The Australian Prime Minister put it well in his introduction to the White Paper:

“We are creating the competitiveness and flexibility our economy needs to thrive in an interdependent, fast-changing world. But we must also acknowledge we are facing the most complex and challenging geostrategic environment since the early years of the Cold War. We cannot assume that prosperity and security just happen by themselves.”

What Turnbull calls for is enhanced Australian sovereignty in a world in flux.

“More than ever, Australia must be sovereign, not reliant. We must take responsibility for our own security and prosperity while recognising we are stronger when sharing the burden of leadership with trusted partners and friends.”

“As this White Paper makes clear, in a complex and uncertain environment we will have to work harder to maximise our international influence and secure our interests.

“We will need to keep reforming our economy, boost our competitiveness and resilience, and invest in the other domestic foundations of our national strength.”

This is more eloquently said than has been articulated by President Trump without the histrionics and tweeting but this is clearly resonant with a core instinct in the effort to enhance national competitiveness in a global order in significant flux.

“We must guard against protectionism and build robust support for open economic settings by ensuring all Australians have the opportunity to benefit from our growing economy. Our trade and investment agenda will assist by boosting jobs and supporting higher living standards.”

This would seem to be at odds with Trump’s stated agenda but what is in play is how the Chinese have distorted the global trade agenda and how best to respond to that distortion. It is not so much simply keeping in place an inherited rules based order, but shaping a realistic one for the period ahead.

The White Paper lays out a number of key attributes of how the Australian government sees the current global competition as well as ways to better achieve Australian sovereign outcomes.

The dichotomy of hard and soft power has often been used to describe the tools to be used, but if the 21st century order is fundamental flux, there will be no dominant rules based order unless liberal democracy can defend its values and its interests.

A key part of shaping the way ahead is finding ways to expand Australian cooperation within what the White Paper calls the Indo-Pacific region, which makes a great deal of sense as both China and the United States are undergoing fundamental change.

A good statement of where we are currently is made on page 21 of the White Paper.

“Australian foreign policy in recent decades has focused on advancing our interests as globalisation deepened and economies in Asia grew strongly. In the decade ahead, both trends will continue profoundly to influence our prosperity and security.

Written task A:
List every country that the passage on the White Paper names as a country.

(Object point labels)
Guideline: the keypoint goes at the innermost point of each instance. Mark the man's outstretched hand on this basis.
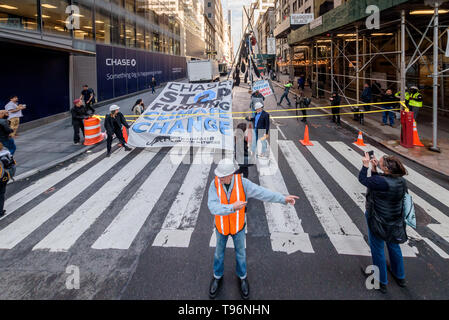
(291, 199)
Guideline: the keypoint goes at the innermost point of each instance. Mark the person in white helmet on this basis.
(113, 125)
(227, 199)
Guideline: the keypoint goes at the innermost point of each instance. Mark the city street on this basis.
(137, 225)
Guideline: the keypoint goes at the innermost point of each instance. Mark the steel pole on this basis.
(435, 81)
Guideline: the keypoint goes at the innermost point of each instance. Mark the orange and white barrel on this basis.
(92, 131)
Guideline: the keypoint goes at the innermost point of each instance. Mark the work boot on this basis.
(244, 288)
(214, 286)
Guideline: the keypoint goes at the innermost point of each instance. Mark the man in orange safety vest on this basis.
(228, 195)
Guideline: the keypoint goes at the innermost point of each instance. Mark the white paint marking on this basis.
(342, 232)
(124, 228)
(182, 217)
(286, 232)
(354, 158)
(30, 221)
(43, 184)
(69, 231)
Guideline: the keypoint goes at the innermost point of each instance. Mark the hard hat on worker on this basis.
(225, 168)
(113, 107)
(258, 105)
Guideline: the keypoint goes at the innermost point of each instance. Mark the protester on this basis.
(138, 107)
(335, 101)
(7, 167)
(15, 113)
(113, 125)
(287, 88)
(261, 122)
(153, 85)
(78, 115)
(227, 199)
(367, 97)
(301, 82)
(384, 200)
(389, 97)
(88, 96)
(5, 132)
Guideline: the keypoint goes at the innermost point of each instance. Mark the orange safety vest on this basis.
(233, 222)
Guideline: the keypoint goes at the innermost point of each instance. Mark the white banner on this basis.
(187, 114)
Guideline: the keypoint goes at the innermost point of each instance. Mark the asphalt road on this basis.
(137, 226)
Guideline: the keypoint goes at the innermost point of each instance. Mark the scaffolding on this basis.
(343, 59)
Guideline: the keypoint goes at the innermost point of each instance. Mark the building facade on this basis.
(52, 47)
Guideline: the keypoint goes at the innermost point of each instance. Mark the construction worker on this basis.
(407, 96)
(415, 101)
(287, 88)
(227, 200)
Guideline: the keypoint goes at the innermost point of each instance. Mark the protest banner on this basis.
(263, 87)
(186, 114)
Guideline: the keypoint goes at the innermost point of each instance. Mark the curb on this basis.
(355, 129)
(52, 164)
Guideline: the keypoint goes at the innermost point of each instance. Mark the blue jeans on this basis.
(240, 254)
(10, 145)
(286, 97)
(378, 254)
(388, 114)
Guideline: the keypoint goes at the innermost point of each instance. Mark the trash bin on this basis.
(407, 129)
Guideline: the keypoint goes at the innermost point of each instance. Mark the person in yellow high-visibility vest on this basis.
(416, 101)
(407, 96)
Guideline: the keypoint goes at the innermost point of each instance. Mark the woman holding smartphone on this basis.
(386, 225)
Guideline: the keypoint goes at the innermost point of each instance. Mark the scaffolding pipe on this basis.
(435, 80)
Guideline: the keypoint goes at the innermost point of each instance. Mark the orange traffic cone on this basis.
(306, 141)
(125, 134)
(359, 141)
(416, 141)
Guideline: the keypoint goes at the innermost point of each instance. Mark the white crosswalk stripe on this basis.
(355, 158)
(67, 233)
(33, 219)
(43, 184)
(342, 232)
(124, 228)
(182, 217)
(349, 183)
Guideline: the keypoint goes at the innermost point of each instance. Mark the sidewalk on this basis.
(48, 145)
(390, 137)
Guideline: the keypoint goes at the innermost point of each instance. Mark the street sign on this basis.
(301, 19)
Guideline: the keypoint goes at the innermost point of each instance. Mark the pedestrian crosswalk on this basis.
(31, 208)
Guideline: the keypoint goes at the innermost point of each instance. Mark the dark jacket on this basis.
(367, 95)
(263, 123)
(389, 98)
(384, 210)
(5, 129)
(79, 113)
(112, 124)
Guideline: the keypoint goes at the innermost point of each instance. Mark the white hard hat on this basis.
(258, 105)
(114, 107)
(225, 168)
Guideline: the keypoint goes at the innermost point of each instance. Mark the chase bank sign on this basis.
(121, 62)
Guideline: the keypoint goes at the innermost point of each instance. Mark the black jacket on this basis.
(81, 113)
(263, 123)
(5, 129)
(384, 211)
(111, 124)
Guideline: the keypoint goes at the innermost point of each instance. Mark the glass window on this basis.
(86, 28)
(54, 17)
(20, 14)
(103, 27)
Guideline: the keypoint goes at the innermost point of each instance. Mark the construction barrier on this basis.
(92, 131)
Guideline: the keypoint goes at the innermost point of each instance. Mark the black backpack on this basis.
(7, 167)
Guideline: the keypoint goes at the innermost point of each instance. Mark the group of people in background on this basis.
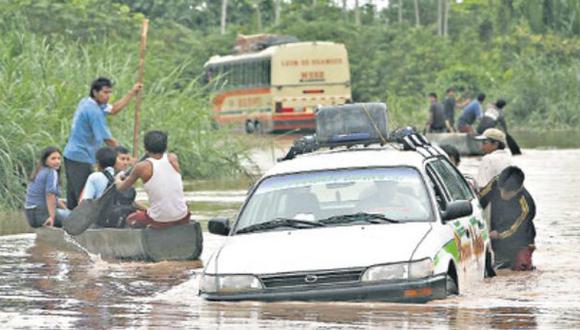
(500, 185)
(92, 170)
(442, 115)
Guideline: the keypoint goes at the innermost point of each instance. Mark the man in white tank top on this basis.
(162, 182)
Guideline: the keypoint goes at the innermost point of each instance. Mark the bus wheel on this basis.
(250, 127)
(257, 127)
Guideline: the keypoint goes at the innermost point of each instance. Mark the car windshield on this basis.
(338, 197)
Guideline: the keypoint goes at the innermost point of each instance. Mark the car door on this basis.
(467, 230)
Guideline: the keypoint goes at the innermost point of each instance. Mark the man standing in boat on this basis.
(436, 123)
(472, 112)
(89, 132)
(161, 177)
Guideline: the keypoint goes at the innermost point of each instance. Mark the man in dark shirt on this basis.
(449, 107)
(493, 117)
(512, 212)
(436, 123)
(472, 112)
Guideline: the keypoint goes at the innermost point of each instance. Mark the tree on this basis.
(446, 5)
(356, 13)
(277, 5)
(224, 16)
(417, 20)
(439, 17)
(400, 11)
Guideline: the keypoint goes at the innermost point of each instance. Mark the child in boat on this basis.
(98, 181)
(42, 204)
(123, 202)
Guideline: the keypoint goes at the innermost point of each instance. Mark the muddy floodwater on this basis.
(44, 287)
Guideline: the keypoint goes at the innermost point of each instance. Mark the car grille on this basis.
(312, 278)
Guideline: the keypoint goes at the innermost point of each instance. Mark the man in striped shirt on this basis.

---

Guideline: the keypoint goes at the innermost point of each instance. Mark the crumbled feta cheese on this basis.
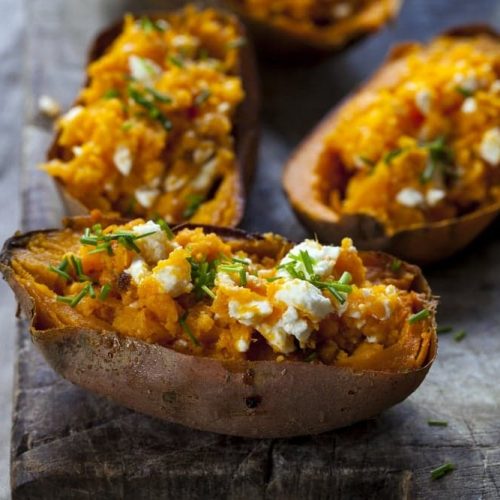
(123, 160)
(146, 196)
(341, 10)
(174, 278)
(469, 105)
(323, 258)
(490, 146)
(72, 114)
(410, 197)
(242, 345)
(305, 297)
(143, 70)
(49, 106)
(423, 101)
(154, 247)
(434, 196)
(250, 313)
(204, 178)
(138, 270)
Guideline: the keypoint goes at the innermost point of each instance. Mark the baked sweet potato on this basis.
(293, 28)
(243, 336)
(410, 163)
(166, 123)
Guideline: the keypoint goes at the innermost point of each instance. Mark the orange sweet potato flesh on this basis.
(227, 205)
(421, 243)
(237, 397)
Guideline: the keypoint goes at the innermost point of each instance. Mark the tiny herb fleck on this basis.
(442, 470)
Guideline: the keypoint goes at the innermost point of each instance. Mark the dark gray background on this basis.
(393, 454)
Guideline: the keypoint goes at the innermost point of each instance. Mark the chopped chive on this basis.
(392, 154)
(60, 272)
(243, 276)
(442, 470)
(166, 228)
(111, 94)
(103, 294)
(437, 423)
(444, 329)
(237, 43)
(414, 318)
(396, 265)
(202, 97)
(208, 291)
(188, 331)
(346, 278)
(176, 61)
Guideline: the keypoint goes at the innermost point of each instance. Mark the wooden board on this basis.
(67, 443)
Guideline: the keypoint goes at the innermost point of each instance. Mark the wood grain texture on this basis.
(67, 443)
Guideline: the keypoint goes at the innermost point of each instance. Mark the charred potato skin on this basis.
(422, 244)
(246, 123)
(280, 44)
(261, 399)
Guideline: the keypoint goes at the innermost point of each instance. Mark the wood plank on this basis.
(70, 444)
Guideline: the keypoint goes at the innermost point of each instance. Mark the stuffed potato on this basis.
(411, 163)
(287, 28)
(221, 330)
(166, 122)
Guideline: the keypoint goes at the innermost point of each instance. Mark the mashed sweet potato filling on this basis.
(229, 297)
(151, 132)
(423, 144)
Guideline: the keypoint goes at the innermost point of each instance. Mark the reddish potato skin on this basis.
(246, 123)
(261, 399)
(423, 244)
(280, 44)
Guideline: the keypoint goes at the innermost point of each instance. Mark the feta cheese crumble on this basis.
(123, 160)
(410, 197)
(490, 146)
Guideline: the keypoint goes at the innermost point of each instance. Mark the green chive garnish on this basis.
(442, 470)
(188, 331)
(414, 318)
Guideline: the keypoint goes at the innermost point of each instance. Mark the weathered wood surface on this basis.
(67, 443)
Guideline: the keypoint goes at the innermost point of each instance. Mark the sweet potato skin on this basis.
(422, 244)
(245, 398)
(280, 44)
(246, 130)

* * *

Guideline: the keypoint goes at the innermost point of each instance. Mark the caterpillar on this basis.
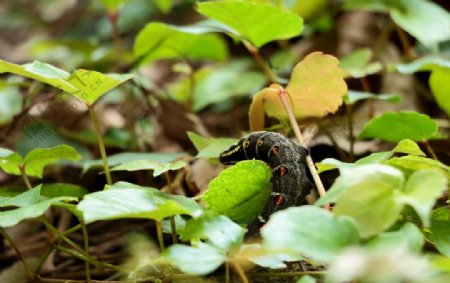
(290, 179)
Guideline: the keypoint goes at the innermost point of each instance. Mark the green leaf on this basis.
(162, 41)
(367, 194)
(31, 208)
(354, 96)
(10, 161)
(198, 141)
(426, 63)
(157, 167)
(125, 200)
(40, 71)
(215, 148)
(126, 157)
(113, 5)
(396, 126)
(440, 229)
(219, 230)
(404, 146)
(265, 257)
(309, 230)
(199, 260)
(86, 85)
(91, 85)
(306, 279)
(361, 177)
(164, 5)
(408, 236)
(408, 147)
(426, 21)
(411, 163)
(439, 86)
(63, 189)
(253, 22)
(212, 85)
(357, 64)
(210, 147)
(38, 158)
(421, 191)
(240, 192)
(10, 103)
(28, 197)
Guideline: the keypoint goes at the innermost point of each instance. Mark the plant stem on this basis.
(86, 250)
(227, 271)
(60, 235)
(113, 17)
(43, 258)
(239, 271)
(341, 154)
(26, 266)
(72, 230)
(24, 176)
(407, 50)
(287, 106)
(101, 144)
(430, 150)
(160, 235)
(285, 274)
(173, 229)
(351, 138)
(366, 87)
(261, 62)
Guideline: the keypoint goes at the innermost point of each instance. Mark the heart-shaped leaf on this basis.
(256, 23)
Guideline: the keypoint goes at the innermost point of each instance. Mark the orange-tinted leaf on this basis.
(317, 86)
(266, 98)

Written task B:
From the records, copy out the lines from the one containing "grille on this basis." to the one containing "striped shirt on this basis.", word for word.

Exercise solution A:
Australia, China, the United States

Exercise solution B:
Guideline: the keypoint goes at the innermost point of each instance. Mark the car grille on this basis.
(312, 278)
Guideline: the keypoint goes at the innermost point of each instance. Mark the man in striped shirt on this basis.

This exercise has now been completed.